> SOURCE EXTRACT
*** Begin section ***

My grandmother meant that people who are alike socialize with others who are like them. If you’re regularly around a certain type of people, eventually you become as they are. So, if you are around haters who are constantly negative towards you and degrade your ambitions, eventually you will become negative towards yourself.
If haters tell you the same thing often enough, ultimately you may accept it and start doubting yourself and your determination to succeed.
The best way to beat the haters and avoid them getting to you is to ignore and avoid them as much as possible. Better yet, if you can, avoid them completely.
Take steps to distance yourself and not interact with your haters on social media, in person, online, or via phone. Even if you live with the hater(s), don’t be scared to tell them you need some time to focus on yourself and you won’t be available to interact for the foreseeable future. You don’t have to explain that you want to get away from their negativity.
Just be firm, frank, and final!
If they try to connect/contact you, ignore them and don’t engage. The longer you are away from the haters, the easier it is for you to ignore their existence and avoid being manipulated by their negativity.
As you ignore/avoid your haters, intentionally socialize with people that are positive and have similar ambitions to yours. Use resources that remind you of how great you are. You will find an abundance of resources and positive vibes in my exclusive VIP resource library. Join other ambitious learners like yourself, immediately!
2. Remember your reality
Know your worth and don’t let anyone tell you that you are worthless. Haters tell you things that make you seem like you’re the greatest failure of all times. You may not want to be confrontational, so you simply smile and say nothing. Although I commend you for not engaging and sinking to their level, sometimes you’ve got to give the hater a dose of reality.
Remind the hater that although you may have made mistakes in the past, or that you come from humble beginnings, you are sensible and strong enough to pursue your dreams and not let your past define your future. Reiterate that you are brilliant and brave enough to actively take steps to better your life and learn from your mistakes, instead of wallowing in self-pity or blaming others.
You can remain classy and leave it as that.
However, if you want to be ghetto for a moment, then remind the hater of the train wreck that is their life.
What has the hater one to improve/advance their situation lately?

*** End section ***

> STORED DATA
*** Begin section ***

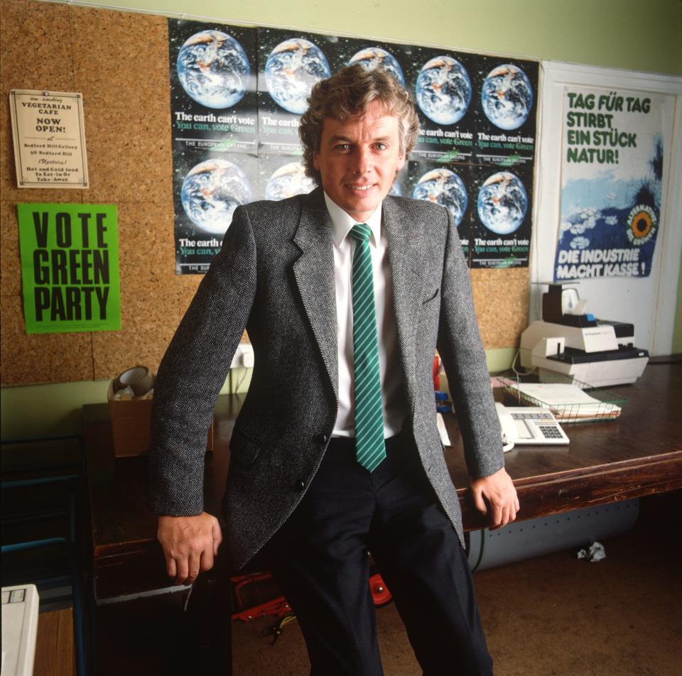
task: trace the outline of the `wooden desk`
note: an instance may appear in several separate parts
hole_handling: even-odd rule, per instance
[[[517,447],[507,471],[528,519],[682,488],[682,362],[650,364],[635,384],[611,388],[629,400],[615,421],[567,425],[567,447]],[[215,410],[215,450],[207,453],[206,511],[220,515],[229,441],[243,396],[222,396]],[[83,407],[97,597],[168,586],[156,518],[146,506],[146,459],[114,459],[106,404]],[[465,528],[485,525],[470,503],[454,416],[455,446],[445,450],[459,490]]]

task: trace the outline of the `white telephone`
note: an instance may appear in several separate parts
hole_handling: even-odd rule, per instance
[[[508,408],[495,403],[502,431],[503,450],[514,444],[568,444],[568,437],[548,408],[533,406]]]

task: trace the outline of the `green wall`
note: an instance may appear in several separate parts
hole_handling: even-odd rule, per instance
[[[59,0],[58,0],[59,1]],[[293,26],[414,44],[443,45],[607,67],[682,75],[680,0],[89,0],[151,13],[217,18],[225,23]],[[682,352],[682,275],[678,286],[674,351]],[[488,351],[488,367],[511,363],[512,347]],[[233,373],[223,391],[241,375]],[[240,389],[248,384],[248,378]],[[83,403],[104,401],[106,381],[4,388],[3,438],[70,432]],[[39,404],[38,403],[40,403]]]
[[[516,0],[504,4],[494,0],[90,0],[85,4],[682,75],[680,0]]]

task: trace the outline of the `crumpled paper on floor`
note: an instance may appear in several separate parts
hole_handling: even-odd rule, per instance
[[[606,550],[601,543],[592,543],[588,549],[581,549],[578,552],[578,557],[595,563],[606,558]]]

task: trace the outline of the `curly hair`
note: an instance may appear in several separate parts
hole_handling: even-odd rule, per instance
[[[305,173],[318,185],[321,177],[313,165],[313,153],[320,151],[325,118],[345,122],[361,117],[375,100],[381,102],[386,115],[398,118],[400,152],[406,157],[416,143],[419,119],[409,92],[383,68],[367,71],[359,64],[347,66],[313,87],[298,135],[303,145]]]

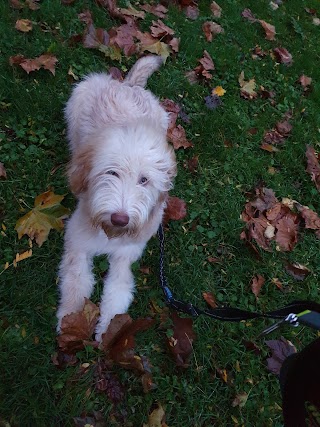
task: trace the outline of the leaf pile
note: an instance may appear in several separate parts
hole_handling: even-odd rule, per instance
[[[320,218],[316,212],[300,203],[283,199],[280,202],[273,190],[257,187],[253,199],[246,203],[242,212],[246,223],[241,238],[266,251],[272,250],[275,242],[280,251],[292,251],[298,242],[298,233],[303,228],[315,230],[319,237]]]

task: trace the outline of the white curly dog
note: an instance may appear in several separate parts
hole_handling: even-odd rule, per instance
[[[132,302],[131,264],[156,233],[176,175],[175,155],[166,140],[168,115],[144,89],[161,63],[157,56],[141,58],[123,82],[91,74],[67,103],[68,178],[78,205],[66,226],[59,268],[58,331],[62,318],[90,297],[96,255],[109,259],[98,341],[111,319]]]

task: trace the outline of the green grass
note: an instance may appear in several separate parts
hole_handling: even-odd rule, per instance
[[[206,42],[201,30],[202,23],[212,19],[209,4],[199,1],[196,21],[170,7],[164,21],[181,38],[180,52],[149,81],[157,96],[184,106],[191,123],[182,124],[194,143],[194,148],[177,152],[179,172],[173,194],[187,202],[188,215],[183,221],[171,223],[166,236],[169,283],[179,298],[202,306],[204,291],[213,292],[221,304],[250,310],[271,310],[295,299],[317,300],[320,241],[311,232],[303,233],[292,253],[261,251],[261,261],[253,257],[239,235],[246,192],[261,180],[279,198],[291,197],[320,211],[319,194],[305,172],[305,147],[313,144],[319,149],[320,127],[319,28],[312,24],[305,7],[317,8],[318,2],[292,0],[277,11],[271,10],[268,1],[220,2],[223,14],[218,22],[225,32],[212,43]],[[265,40],[259,24],[241,18],[245,7],[275,25],[276,41]],[[14,10],[7,2],[0,4],[0,161],[8,175],[0,182],[0,220],[6,228],[0,236],[1,266],[11,263],[17,252],[28,249],[28,239],[19,241],[14,227],[32,208],[38,194],[53,189],[67,194],[66,206],[72,209],[75,204],[64,176],[68,150],[63,107],[72,89],[67,73],[70,66],[82,77],[118,65],[97,50],[68,43],[71,35],[83,31],[77,14],[85,9],[92,11],[97,27],[119,25],[89,0],[78,0],[70,6],[62,5],[60,0],[44,1],[34,12]],[[32,32],[15,30],[20,18],[34,22]],[[148,16],[141,24],[145,31],[151,18]],[[46,23],[46,32],[41,23]],[[251,50],[256,45],[266,51],[287,48],[293,56],[292,66],[279,65],[270,55],[253,60]],[[212,82],[190,85],[185,72],[198,65],[204,49],[216,66]],[[27,75],[9,65],[11,55],[35,57],[46,51],[59,60],[55,76],[45,70]],[[121,67],[128,69],[135,59],[123,58]],[[238,76],[242,70],[246,80],[255,78],[258,86],[275,91],[274,105],[260,98],[240,98]],[[313,79],[307,96],[296,83],[302,74]],[[223,106],[211,111],[205,107],[204,97],[218,85],[226,90]],[[293,110],[290,137],[280,152],[262,151],[259,146],[265,130],[274,127],[288,109]],[[251,128],[257,128],[255,135],[248,132]],[[232,146],[226,147],[225,141]],[[199,156],[199,168],[192,174],[183,165],[194,156]],[[276,174],[268,172],[270,166],[276,168]],[[51,361],[56,346],[56,271],[62,246],[63,235],[52,231],[41,248],[34,245],[31,258],[0,276],[0,420],[11,426],[64,427],[73,425],[73,417],[100,410],[107,425],[138,427],[147,422],[152,404],[159,401],[170,427],[281,426],[278,380],[267,371],[267,347],[263,339],[257,338],[266,322],[222,323],[209,318],[195,321],[197,339],[190,367],[184,371],[175,367],[167,353],[162,331],[153,328],[138,336],[137,352],[150,359],[158,388],[144,394],[139,378],[115,368],[126,388],[126,398],[119,408],[126,421],[114,421],[110,402],[93,387],[98,351],[87,349],[79,354],[82,363],[90,363],[85,374],[80,365],[59,370]],[[133,317],[149,315],[150,300],[163,305],[157,283],[158,256],[157,241],[153,239],[141,261],[151,267],[152,274],[136,272],[138,291],[130,308]],[[221,257],[221,263],[210,264],[208,256]],[[285,272],[285,260],[307,265],[312,274],[303,283],[294,281]],[[98,262],[97,274],[102,269]],[[258,301],[249,286],[254,274],[266,278]],[[285,292],[272,284],[274,277],[285,285]],[[143,290],[142,285],[150,290]],[[101,286],[95,301],[100,291]],[[315,337],[301,328],[286,328],[281,333],[298,349]],[[279,335],[274,333],[272,338]],[[254,341],[262,353],[257,356],[246,350],[244,340]],[[231,384],[217,376],[216,368],[227,369]],[[249,394],[246,405],[232,407],[234,397],[242,392]]]

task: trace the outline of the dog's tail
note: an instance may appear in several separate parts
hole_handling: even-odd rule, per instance
[[[140,58],[131,68],[123,83],[129,86],[145,87],[148,78],[160,68],[162,63],[163,59],[157,55],[148,55]]]

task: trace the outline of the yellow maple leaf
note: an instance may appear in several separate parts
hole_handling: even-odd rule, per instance
[[[212,89],[212,95],[223,96],[225,93],[226,91],[223,89],[222,86],[217,86],[214,89]]]
[[[41,246],[48,238],[52,228],[57,231],[63,229],[63,219],[70,214],[69,209],[60,204],[64,196],[46,191],[36,197],[34,208],[20,218],[15,226],[18,238],[27,234],[31,239],[35,239]]]

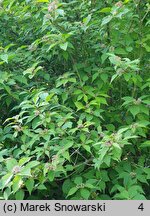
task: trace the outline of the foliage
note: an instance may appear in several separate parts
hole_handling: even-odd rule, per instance
[[[0,198],[150,199],[150,4],[0,8]]]

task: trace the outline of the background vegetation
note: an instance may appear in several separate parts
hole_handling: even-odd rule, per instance
[[[1,199],[150,199],[148,0],[0,0]]]

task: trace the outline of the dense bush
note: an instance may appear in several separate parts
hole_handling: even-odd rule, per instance
[[[150,199],[149,11],[0,1],[1,199]]]

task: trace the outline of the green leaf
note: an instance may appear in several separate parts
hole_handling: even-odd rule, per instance
[[[81,196],[82,196],[84,199],[86,199],[86,200],[88,200],[88,198],[89,198],[89,196],[90,196],[90,192],[89,192],[89,190],[86,189],[86,188],[81,188],[81,189],[80,189],[80,194],[81,194]]]
[[[7,54],[0,55],[0,59],[2,59],[4,62],[8,63],[8,55]]]
[[[106,7],[100,10],[101,13],[109,13],[111,11],[111,7]]]
[[[147,141],[143,142],[140,145],[140,148],[150,148],[150,140],[147,140]]]
[[[19,190],[17,193],[16,193],[16,195],[15,195],[15,198],[16,198],[16,200],[23,200],[23,198],[24,198],[24,191],[23,190]]]
[[[33,167],[35,167],[35,166],[38,166],[39,164],[40,164],[39,161],[31,161],[31,162],[29,162],[29,163],[26,165],[26,168],[31,169],[31,168],[33,168]]]
[[[8,171],[12,171],[13,170],[13,168],[15,167],[15,166],[17,166],[17,161],[16,161],[16,159],[14,159],[14,158],[12,158],[12,159],[8,159],[7,161],[6,161],[6,167],[7,167],[7,170]]]
[[[73,187],[69,190],[69,193],[67,195],[67,197],[72,196],[73,194],[75,194],[77,192],[78,188],[77,187]]]

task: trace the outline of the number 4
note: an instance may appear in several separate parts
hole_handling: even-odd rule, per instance
[[[138,207],[139,210],[143,211],[144,210],[144,206],[143,206],[143,203],[141,203]]]

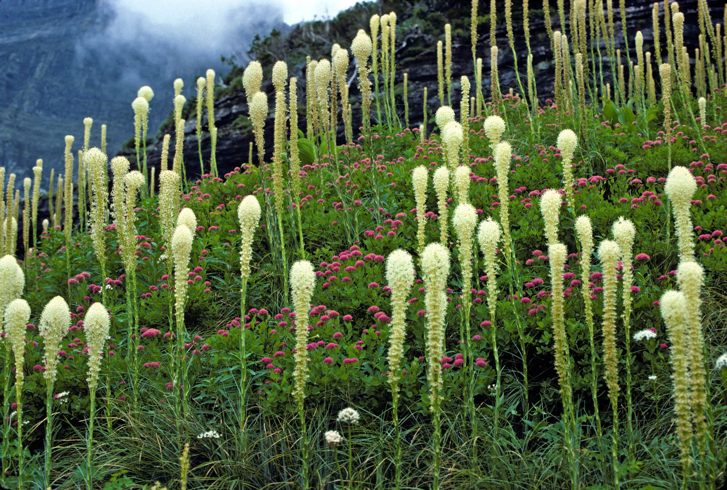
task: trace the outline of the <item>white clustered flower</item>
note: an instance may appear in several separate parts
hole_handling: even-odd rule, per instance
[[[444,127],[454,120],[454,111],[449,106],[442,106],[437,109],[434,119],[437,121],[439,130],[443,131]]]
[[[202,439],[204,438],[214,438],[215,439],[219,439],[220,432],[218,432],[217,430],[208,430],[207,432],[202,432],[201,434],[197,436],[198,439]]]
[[[340,422],[358,424],[359,419],[361,419],[361,416],[358,415],[358,412],[350,407],[348,407],[338,412],[338,419],[337,419]]]
[[[324,438],[326,439],[326,443],[331,447],[336,447],[340,446],[341,443],[345,440],[343,436],[341,435],[337,430],[328,430],[324,434]]]
[[[638,342],[640,340],[649,340],[651,339],[656,339],[656,334],[648,328],[645,328],[644,330],[640,330],[639,331],[634,333],[634,341]]]
[[[485,135],[490,140],[490,146],[494,149],[499,143],[505,133],[505,121],[499,116],[490,116],[485,119]]]

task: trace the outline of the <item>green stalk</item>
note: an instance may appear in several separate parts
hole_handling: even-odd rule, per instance
[[[242,277],[240,291],[240,434],[245,427],[245,391],[247,387],[247,365],[245,352],[245,296],[247,291],[247,277]]]
[[[0,320],[0,325],[1,325]],[[3,359],[3,366],[7,366],[10,363],[10,342],[5,341],[4,358]],[[8,392],[10,390],[10,369],[3,369],[3,438],[2,438],[2,481],[5,482],[5,475],[9,470],[7,451],[10,446],[10,423],[8,421],[9,416],[10,404],[8,403]]]
[[[15,381],[15,403],[17,403],[17,489],[23,490],[23,382]]]
[[[498,377],[499,371],[498,371]],[[499,387],[498,387],[499,388]],[[434,411],[434,479],[432,482],[433,490],[439,490],[439,465],[441,459],[442,423],[439,413],[439,394],[434,394],[432,409]],[[497,415],[495,416],[497,419]],[[497,428],[497,424],[496,424]]]
[[[50,488],[51,452],[53,451],[53,383],[46,384],[46,445],[45,445],[45,487]]]
[[[148,174],[146,173],[146,131],[148,126],[149,126],[149,118],[147,116],[145,116],[144,119],[142,122],[142,131],[143,132],[142,138],[144,138],[144,141],[142,143],[142,144],[143,145],[143,151],[144,151],[144,167],[142,170],[142,174],[143,174],[144,175],[144,181],[145,182],[149,181]],[[138,157],[137,157],[137,161],[138,162]],[[142,196],[143,196],[144,197],[148,197],[149,195],[148,187],[147,186],[142,186],[141,192],[142,192]]]
[[[494,277],[491,278],[494,280]],[[488,280],[490,278],[488,277]],[[490,330],[491,331],[491,335],[490,336],[490,341],[492,342],[492,355],[495,357],[495,372],[497,374],[497,381],[495,384],[495,403],[494,403],[494,419],[493,419],[493,425],[494,427],[494,435],[497,437],[497,422],[499,418],[499,393],[500,393],[500,368],[499,368],[499,355],[497,352],[497,328],[495,323],[495,312],[493,310],[490,310]]]
[[[398,382],[391,384],[391,404],[393,407],[394,433],[396,438],[396,455],[394,457],[394,465],[396,471],[394,475],[394,488],[399,490],[401,488],[401,432],[399,428],[399,385]],[[349,438],[350,439],[350,438]],[[349,440],[350,447],[351,441]]]
[[[300,445],[301,445],[301,452],[302,452],[303,459],[303,489],[308,489],[310,486],[308,485],[308,432],[305,430],[305,417],[303,416],[303,403],[302,400],[299,400],[298,403],[298,417],[300,419]],[[349,447],[350,447],[350,441],[348,442]],[[350,470],[350,469],[349,469]]]
[[[136,394],[136,390],[134,395]],[[89,436],[86,442],[86,470],[88,471],[86,482],[87,489],[93,490],[93,471],[91,467],[91,448],[93,446],[93,420],[95,418],[96,410],[96,387],[91,387],[91,411],[89,414]]]
[[[280,210],[276,210],[280,211]],[[278,212],[278,232],[280,234],[280,255],[283,259],[283,302],[288,298],[288,258],[285,254],[285,234],[283,233],[283,213]],[[243,315],[244,318],[244,315]]]
[[[351,425],[348,424],[348,488],[353,489],[353,441],[351,440]]]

*** End section ***

> PROMPT A
In the piece on dealing with haters, what is the best way to beat haters and keep them from getting to you?
> PROMPT B
Pick up the piece on dealing with haters after its last sentence and continue it.

> RESPONSE AREA A
Ignore and avoid them as much as possible, or avoid them completely if you can.

> RESPONSE AREA B
If you highlight their fears and failures, you’ll realize that they keep trying to stop you from living your best life because their life is sad and stagnant.
So, when the haters attack, always remember your reality. You’ll find that your knowledge of how well you’re doing far surpasses what they think they know about you.
3. Don’t neglect your feelings
If someone makes you feel bad or is rude/insulting/hurtful to you, do not justify or apologize for their behavior. You and your feelings are significant and should not be neglected. So, it’s not OK that they’ve made you feel that way.
I know sometimes people may have a bad day and this can cause them to misbehave. We all have off days where our patience and tolerance levels are low, or we mess up and want to scream at someone.
However, if someone is repeatedly nasty to you and is always belittling you and your efforts, or degrading your achievements, then this is inexcusable. How this person frequently makes you feel should not be ignored.
If you always feel anxious, intimidated, or just sick to your stomach by their presence, then you know this person is a hater and should be avoided at all costs.
If you’re always apologizing to that person, just for being yourself and they never apologize to you for their hurtful comments or anything else, please don’t ignore this.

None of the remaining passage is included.